• _DOCUMENT TEXT_:
==============================

Balawanth Jadhav is far away from his home country, juggling his role as a teaching assistant and working on his dissertation while in lockdown in South Dakota in the US – like many other international students.
But at a time of exploding need, the PhD student at South Dakota State University does not have a minute to waste.
The international student, originally from Hyderabad, India, has been spending his free time raising donations from the community and delivering groceries to international students in need during the pandemic.
In between filming online classes on his own in the lab, Balawanth has set up a Facebook page that appeals to the South Dakota community to come forward and donate whatever they can, whether through monetary means or goods.
He told Study International in a Zoom interview, “There are about 30 percent international students working in part-time jobs or assistantships at SDSU. Now that the university has closed until August 15, they may not get paid and will face difficulties paying groceries, utilities, rent and food.”
Parents are helping some and many would probably manage for this semester. Come summer, however, these lifelines may not last when a total 81 percent of the global workforce is estimated to have had their workplace fully or partly closed due to COVID-19.
Balawanth Jadhav has been collecting donations from the South Dakota community to organise groceries for international students. Source: Balawanth Jadhav
SDSU is pitching in help, conducting a survey to find out where and how to distribute help most appropriately to its international student population.
In the meantime, however, food and rent are immediate needs so Balawanth jumped into action.
He contacted his friend Vivek Patel, owner of Brookings’ Quality Inn, to tell him about what’s going on as he’s always been helpful to the international student community in South Dakota.

==============================

• _EXERCISE TASKS_:
A – Please retype the part of the passage on Balawanth Jadhav's relief effort from "He told Study" to "international student population.".
B – According to the passage on Balawanth Jadhav's relief effort, until what date is the university closed?

• _MATERIAL SUPPLIED_:
==============================

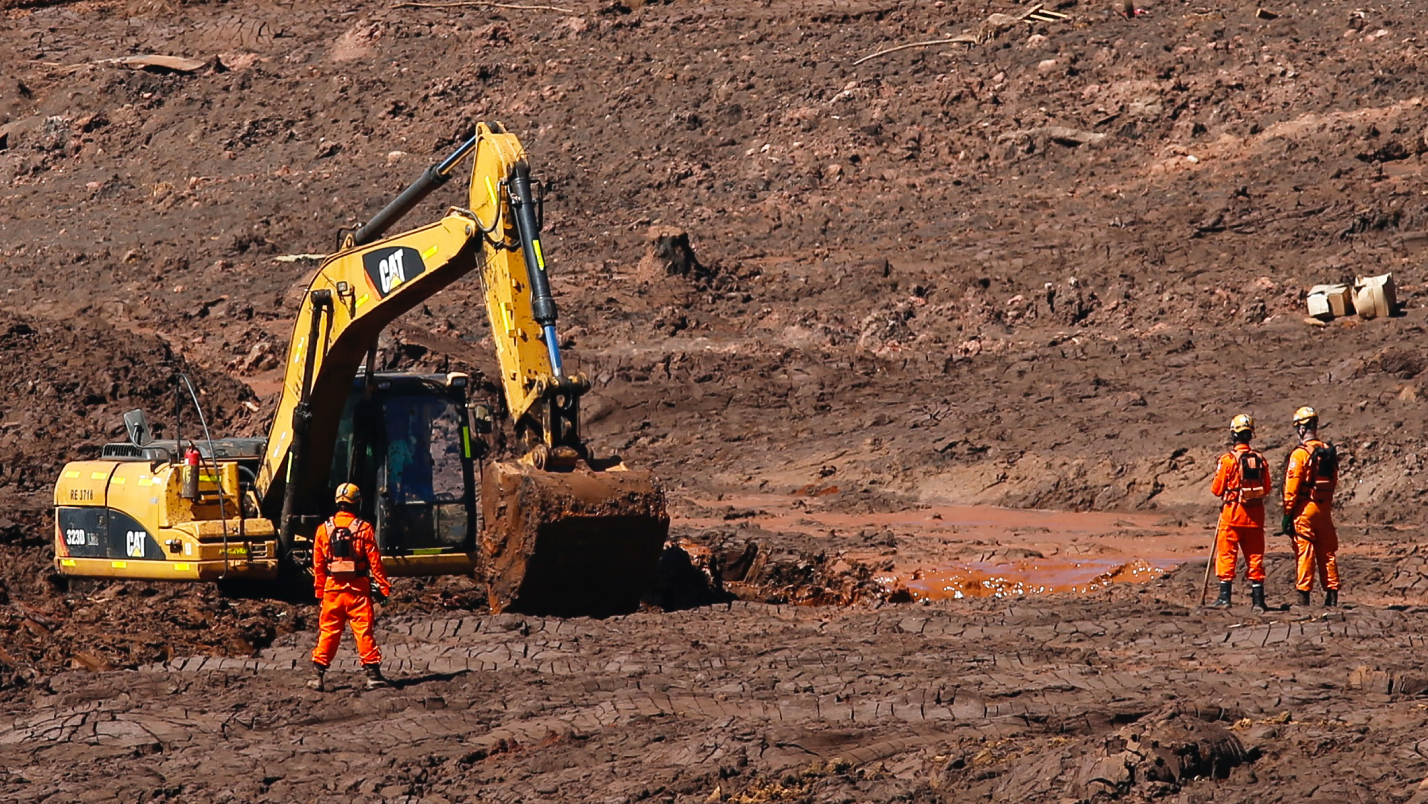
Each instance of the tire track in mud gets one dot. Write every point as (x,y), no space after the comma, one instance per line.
(796,687)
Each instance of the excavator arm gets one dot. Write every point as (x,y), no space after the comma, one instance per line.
(361,289)
(563,533)
(559,531)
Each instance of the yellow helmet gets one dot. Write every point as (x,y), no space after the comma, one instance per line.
(349,493)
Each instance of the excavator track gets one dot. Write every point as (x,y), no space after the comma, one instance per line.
(570,543)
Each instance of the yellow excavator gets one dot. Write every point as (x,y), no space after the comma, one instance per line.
(557,530)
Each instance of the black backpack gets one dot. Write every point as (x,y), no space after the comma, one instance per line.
(1324,466)
(339,540)
(1254,477)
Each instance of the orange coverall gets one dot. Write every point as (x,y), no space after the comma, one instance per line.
(1241,523)
(347,596)
(1315,541)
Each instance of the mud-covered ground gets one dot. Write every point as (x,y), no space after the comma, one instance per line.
(1038,270)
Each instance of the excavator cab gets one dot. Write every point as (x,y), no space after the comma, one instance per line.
(406,441)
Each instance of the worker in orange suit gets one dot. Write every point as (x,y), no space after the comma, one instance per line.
(1243,484)
(346,561)
(1308,503)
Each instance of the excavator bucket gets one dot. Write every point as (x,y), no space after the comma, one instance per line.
(570,543)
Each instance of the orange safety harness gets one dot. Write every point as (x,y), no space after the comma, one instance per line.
(344,554)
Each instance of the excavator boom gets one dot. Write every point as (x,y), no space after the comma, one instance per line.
(560,530)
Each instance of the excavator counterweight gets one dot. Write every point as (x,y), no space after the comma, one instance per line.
(551,529)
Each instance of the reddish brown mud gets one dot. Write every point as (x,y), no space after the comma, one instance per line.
(1020,283)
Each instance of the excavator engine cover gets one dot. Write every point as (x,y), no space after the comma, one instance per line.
(570,543)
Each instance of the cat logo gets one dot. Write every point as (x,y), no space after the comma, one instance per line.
(389,269)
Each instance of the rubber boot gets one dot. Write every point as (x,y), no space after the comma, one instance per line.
(1224,594)
(316,681)
(374,680)
(1257,599)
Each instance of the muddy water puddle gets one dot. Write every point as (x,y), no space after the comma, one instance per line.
(958,551)
(1026,577)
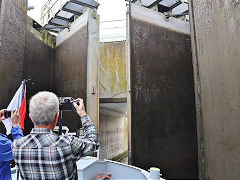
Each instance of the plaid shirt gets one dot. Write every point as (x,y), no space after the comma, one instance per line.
(44,155)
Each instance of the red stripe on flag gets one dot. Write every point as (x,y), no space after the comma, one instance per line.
(22,112)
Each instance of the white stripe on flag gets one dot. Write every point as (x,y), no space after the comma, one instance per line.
(14,104)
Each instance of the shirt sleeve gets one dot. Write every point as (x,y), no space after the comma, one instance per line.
(84,146)
(16,133)
(5,150)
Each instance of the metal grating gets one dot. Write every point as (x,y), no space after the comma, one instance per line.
(171,8)
(57,14)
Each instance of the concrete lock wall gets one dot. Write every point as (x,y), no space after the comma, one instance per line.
(13,24)
(27,53)
(215,43)
(112,84)
(76,69)
(112,69)
(22,56)
(163,124)
(39,61)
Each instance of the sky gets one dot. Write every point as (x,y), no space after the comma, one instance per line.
(108,9)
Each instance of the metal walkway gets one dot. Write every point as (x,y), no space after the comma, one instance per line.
(172,8)
(58,14)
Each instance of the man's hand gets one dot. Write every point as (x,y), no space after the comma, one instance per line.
(80,109)
(15,118)
(2,115)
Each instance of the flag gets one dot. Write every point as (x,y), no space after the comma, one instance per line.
(18,102)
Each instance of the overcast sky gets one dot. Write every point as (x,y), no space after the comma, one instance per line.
(108,9)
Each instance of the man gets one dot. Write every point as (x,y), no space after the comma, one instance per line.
(5,145)
(44,155)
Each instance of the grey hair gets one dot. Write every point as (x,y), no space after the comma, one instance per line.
(43,108)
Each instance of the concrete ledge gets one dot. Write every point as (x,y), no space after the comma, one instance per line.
(159,19)
(113,100)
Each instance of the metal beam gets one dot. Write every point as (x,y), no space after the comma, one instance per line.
(71,11)
(84,4)
(175,5)
(162,8)
(154,3)
(112,100)
(55,24)
(62,18)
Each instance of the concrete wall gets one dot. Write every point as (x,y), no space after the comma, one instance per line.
(112,132)
(112,84)
(77,55)
(163,124)
(71,72)
(22,56)
(39,62)
(216,52)
(112,69)
(13,24)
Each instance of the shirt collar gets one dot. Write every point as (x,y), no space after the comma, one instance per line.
(41,131)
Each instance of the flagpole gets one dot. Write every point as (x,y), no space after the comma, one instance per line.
(23,83)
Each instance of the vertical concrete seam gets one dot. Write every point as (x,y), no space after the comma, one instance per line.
(130,88)
(201,160)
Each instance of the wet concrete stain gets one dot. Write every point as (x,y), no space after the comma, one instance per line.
(71,72)
(162,92)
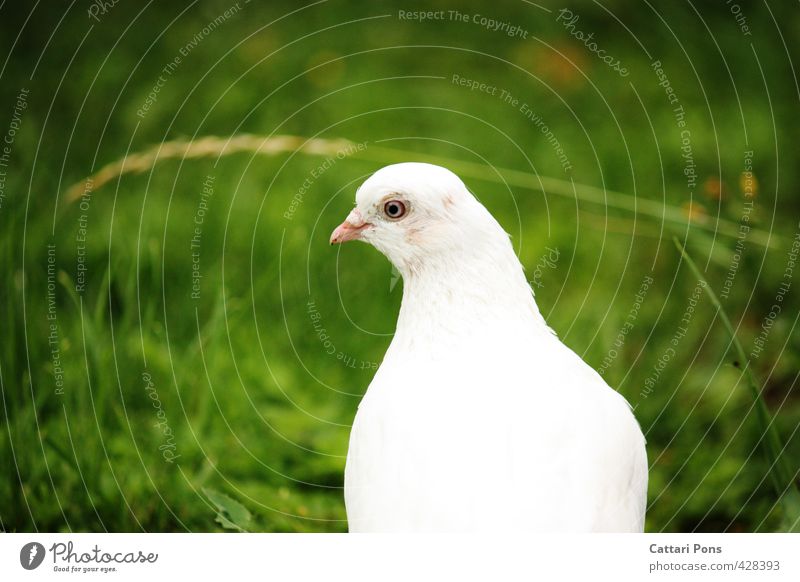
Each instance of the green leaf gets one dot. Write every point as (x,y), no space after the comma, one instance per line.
(230,513)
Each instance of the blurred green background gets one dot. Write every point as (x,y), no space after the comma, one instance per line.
(133,401)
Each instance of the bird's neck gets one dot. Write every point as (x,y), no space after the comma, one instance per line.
(473,298)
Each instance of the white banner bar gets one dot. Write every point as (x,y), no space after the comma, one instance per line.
(332,557)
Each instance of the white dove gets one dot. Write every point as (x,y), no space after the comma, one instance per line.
(478,418)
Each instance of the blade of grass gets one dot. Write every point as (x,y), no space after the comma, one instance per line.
(781,475)
(214,146)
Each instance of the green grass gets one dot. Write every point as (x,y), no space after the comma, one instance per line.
(227,411)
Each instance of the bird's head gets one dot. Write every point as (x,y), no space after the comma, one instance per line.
(420,215)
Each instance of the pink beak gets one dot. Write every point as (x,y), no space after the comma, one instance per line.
(350,229)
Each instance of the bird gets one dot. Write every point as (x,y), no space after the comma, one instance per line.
(478,419)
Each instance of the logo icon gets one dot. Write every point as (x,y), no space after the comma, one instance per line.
(31,555)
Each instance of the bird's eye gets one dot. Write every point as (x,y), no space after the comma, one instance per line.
(394,209)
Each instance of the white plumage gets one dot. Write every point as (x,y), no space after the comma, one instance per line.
(479,418)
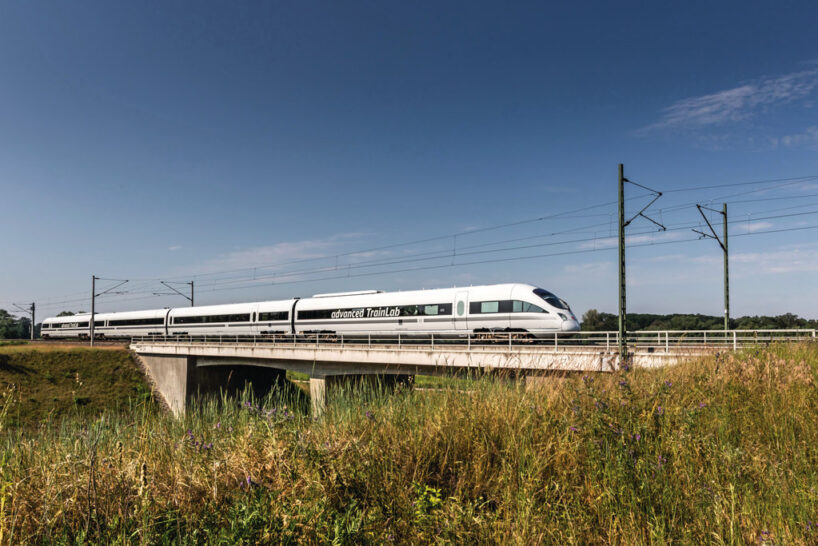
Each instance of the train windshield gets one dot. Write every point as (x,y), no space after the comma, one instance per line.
(551,299)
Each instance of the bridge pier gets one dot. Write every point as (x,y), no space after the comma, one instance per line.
(179,379)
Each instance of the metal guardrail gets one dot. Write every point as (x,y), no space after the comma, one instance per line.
(650,341)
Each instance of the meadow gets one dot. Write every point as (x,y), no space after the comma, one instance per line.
(723,450)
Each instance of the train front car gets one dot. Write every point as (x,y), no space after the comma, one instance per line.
(540,312)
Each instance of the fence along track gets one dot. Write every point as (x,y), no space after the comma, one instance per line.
(648,341)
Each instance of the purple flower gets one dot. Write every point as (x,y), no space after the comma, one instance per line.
(661,461)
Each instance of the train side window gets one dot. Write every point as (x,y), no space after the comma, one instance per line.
(489,306)
(525,307)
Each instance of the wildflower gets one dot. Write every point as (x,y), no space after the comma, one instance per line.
(662,460)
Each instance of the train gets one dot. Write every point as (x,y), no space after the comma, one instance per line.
(489,309)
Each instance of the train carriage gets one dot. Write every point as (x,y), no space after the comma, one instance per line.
(478,309)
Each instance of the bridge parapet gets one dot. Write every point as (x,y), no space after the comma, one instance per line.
(179,365)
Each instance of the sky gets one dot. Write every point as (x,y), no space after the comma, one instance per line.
(268,150)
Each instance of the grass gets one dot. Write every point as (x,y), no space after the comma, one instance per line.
(51,382)
(722,450)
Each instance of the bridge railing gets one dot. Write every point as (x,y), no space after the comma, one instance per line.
(648,340)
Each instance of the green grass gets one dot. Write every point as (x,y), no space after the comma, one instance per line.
(50,383)
(722,450)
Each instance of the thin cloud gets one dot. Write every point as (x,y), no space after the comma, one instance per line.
(271,258)
(808,137)
(736,104)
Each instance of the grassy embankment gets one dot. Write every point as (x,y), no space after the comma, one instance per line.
(52,381)
(723,450)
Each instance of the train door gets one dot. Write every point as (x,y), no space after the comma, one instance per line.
(461,308)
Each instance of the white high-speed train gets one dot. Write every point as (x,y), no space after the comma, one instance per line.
(477,309)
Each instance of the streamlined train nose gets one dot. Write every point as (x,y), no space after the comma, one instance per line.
(570,325)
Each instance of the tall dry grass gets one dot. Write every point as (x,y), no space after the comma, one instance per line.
(722,450)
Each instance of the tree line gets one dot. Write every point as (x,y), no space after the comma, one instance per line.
(12,327)
(596,321)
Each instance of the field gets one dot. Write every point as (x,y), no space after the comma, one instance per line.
(721,450)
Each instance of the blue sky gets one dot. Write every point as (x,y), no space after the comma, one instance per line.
(176,141)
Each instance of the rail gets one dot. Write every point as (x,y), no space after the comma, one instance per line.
(648,340)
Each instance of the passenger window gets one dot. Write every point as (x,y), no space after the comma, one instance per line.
(490,307)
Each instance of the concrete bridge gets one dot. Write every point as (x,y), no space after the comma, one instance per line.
(183,367)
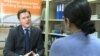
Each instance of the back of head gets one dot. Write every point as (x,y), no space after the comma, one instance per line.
(79,13)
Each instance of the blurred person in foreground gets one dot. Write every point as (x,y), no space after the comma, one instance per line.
(24,40)
(77,20)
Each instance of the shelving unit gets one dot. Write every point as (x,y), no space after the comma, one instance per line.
(50,20)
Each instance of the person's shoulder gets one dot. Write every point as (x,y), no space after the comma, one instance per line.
(60,40)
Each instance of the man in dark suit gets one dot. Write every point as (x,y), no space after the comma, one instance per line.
(24,40)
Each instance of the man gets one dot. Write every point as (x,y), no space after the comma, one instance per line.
(24,40)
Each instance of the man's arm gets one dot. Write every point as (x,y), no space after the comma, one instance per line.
(10,45)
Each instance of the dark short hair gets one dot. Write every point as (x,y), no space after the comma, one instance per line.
(21,11)
(79,13)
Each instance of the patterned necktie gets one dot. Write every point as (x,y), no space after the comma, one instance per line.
(27,41)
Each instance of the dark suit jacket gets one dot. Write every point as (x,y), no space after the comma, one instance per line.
(15,42)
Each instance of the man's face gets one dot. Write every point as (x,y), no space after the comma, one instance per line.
(25,19)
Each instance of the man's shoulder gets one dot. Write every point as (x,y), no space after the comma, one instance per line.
(35,28)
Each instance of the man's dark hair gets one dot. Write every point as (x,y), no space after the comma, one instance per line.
(79,13)
(21,11)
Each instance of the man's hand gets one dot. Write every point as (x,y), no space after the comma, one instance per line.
(30,54)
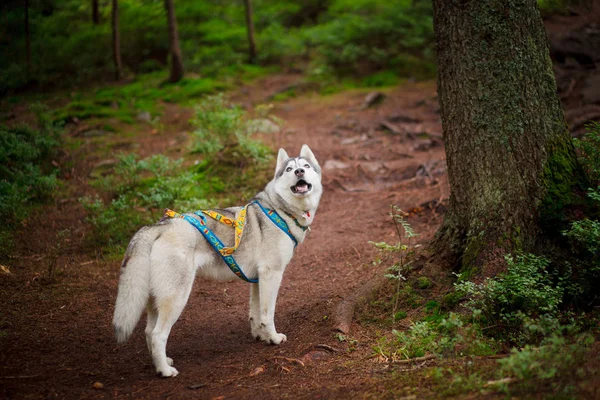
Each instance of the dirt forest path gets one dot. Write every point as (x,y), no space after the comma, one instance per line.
(61,343)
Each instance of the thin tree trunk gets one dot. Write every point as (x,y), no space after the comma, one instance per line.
(512,168)
(27,40)
(175,51)
(116,39)
(250,30)
(95,12)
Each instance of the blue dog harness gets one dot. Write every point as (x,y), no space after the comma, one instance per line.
(226,253)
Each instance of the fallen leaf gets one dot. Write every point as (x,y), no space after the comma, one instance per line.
(258,370)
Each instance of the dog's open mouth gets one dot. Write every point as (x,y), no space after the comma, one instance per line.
(301,187)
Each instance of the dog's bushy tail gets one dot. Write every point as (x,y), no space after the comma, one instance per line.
(134,284)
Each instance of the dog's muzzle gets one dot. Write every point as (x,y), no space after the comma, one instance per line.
(301,187)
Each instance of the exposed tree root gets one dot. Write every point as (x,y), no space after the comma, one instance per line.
(345,310)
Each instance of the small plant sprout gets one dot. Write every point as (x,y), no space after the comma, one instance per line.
(404,247)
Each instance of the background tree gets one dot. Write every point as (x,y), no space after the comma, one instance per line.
(116,39)
(250,31)
(95,12)
(27,40)
(176,72)
(512,168)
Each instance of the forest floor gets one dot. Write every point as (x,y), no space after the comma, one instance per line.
(57,340)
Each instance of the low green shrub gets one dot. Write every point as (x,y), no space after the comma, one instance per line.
(27,176)
(501,304)
(555,366)
(224,127)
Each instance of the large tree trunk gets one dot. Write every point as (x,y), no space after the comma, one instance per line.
(95,12)
(512,168)
(176,60)
(116,39)
(27,40)
(250,30)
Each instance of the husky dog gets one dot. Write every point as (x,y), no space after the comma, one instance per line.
(162,260)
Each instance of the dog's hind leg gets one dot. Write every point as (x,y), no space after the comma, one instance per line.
(268,282)
(254,314)
(168,311)
(171,283)
(152,316)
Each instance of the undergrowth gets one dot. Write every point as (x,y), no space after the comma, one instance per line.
(539,314)
(137,191)
(27,175)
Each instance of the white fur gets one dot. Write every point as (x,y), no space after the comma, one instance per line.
(162,261)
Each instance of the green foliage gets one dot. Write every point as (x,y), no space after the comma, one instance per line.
(402,250)
(220,126)
(26,175)
(555,364)
(370,37)
(137,191)
(584,235)
(502,304)
(363,36)
(146,93)
(450,336)
(140,190)
(589,146)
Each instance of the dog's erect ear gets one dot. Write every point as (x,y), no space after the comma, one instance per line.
(281,157)
(306,153)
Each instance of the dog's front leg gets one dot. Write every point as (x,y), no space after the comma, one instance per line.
(268,286)
(254,314)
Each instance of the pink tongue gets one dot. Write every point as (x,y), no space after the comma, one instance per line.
(301,188)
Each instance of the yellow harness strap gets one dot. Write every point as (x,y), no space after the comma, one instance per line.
(237,223)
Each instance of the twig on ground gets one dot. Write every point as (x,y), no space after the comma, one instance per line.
(326,347)
(416,359)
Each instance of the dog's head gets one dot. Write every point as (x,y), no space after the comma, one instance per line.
(298,177)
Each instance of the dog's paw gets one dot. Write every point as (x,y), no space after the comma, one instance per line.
(277,338)
(167,372)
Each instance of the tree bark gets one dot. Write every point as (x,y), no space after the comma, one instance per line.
(174,50)
(27,40)
(512,167)
(116,39)
(95,12)
(250,30)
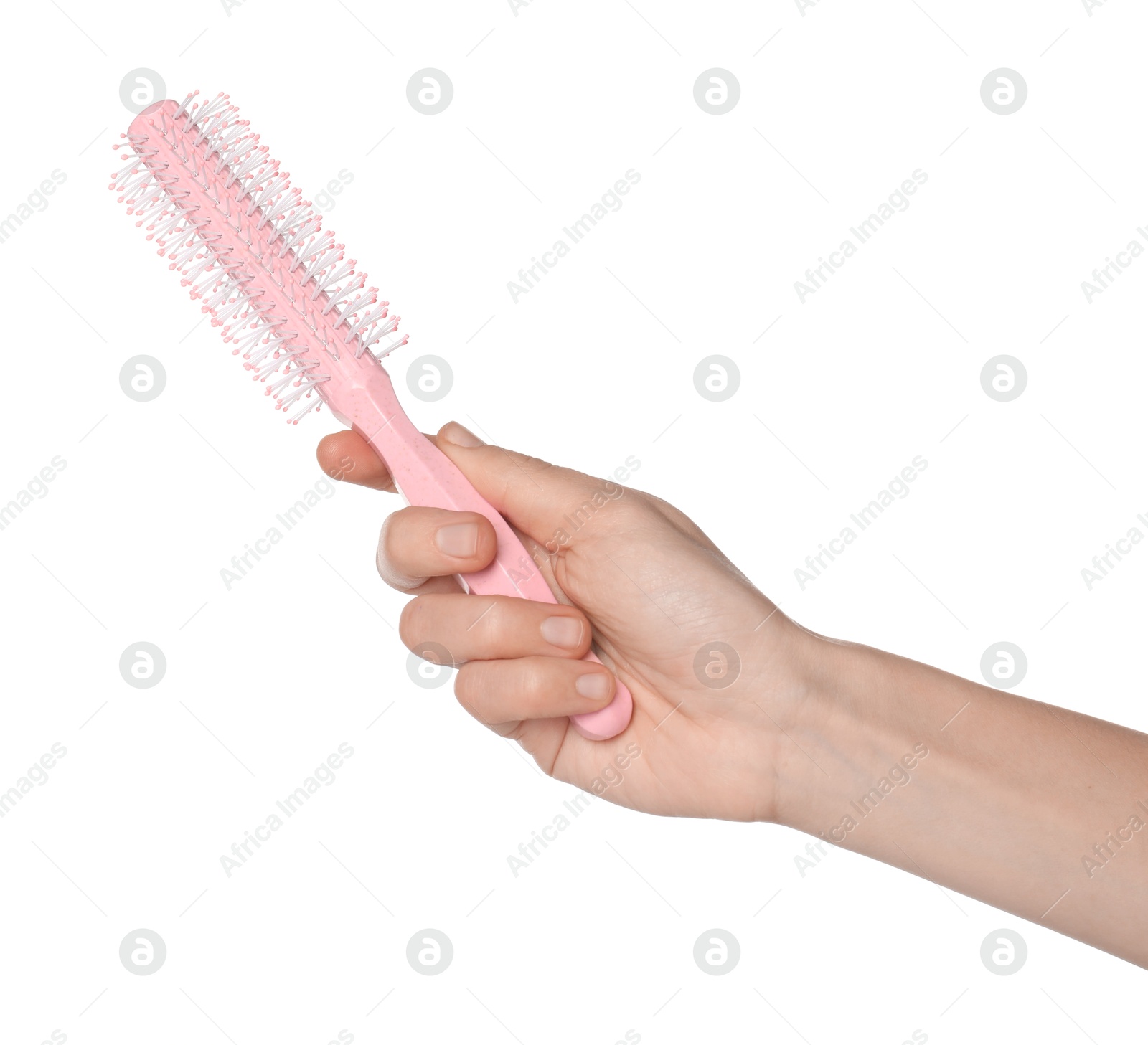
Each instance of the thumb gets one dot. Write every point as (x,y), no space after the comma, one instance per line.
(543,501)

==============================

• _SOLUTION LIST_:
A –
He told Study International in a Zoom interview, “There are about 30 percent international students working in part-time jobs or assistantships at SDSU. Now that the university has closed until August 15, they may not get paid and will face difficulties paying groceries, utilities, rent and food.”
Parents are helping some and many would probably manage for this semester. Come summer, however, these lifelines may not last when a total 81 percent of the global workforce is estimated to have had their workplace fully or partly closed due to COVID-19.
Balawanth Jadhav has been collecting donations from the South Dakota community to organise groceries for international students. Source: Balawanth Jadhav
SDSU is pitching in help, conducting a survey to find out where and how to distribute help most appropriately to its international student population.

B – August 15